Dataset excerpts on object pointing

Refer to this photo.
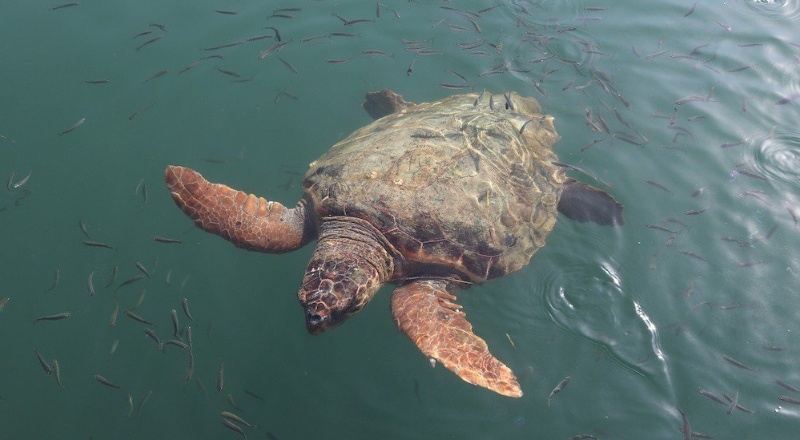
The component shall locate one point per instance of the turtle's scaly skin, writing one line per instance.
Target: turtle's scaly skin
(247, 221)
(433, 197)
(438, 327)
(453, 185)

...

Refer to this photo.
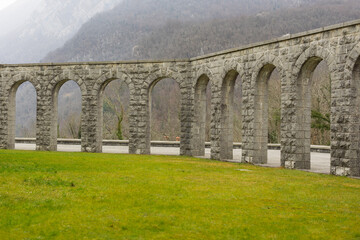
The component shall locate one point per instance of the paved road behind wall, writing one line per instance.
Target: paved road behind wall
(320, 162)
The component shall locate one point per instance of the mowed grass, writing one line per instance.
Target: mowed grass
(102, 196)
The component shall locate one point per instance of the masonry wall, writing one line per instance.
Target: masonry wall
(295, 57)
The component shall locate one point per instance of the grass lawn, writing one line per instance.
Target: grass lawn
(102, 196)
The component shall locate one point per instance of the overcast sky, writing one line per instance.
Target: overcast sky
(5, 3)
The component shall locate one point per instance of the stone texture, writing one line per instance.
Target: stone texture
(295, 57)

* * *

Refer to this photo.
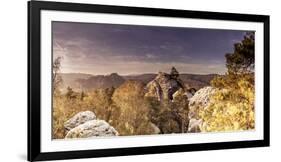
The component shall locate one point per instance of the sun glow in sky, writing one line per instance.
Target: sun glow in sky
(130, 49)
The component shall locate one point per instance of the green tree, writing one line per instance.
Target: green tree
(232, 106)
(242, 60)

SHORT EXERCISE: List every line in the records that contains the word "behind".

RESULT OF THIS EXERCISE:
The component shall locate one point per instance of the paved road behind wall, writing one line per instance.
Target: paved road behind wall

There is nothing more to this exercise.